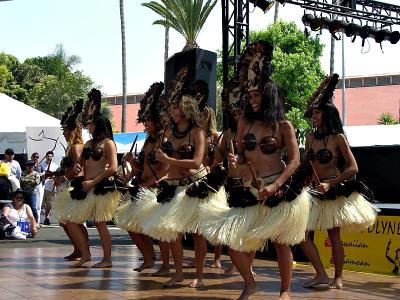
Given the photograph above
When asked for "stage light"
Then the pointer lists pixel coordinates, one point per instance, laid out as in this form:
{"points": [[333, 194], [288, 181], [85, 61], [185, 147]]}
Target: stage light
{"points": [[381, 35], [265, 5], [365, 31], [316, 24], [350, 29], [394, 37], [307, 18]]}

★ ★ ★ ★ ★

▶ _Objective_: Put the data above into a Markdown table with the columns Row and Line, giving each line its own numbered row. Skip blank lines and leave out the pictures.

▶ _Solution to the problem_:
| Row | Line |
|---|---|
| 1 | Given the photograph above |
| 2 | When asked for "stage light" |
| 3 | Then the pointer lists pixel coordinates, one point per instance, laid out as in this form: |
| 4 | {"points": [[333, 194], [288, 181], [85, 61], [185, 147]]} |
| 5 | Target: stage light |
| 6 | {"points": [[381, 35], [265, 5], [365, 31], [316, 24], [350, 29], [394, 37], [307, 18]]} |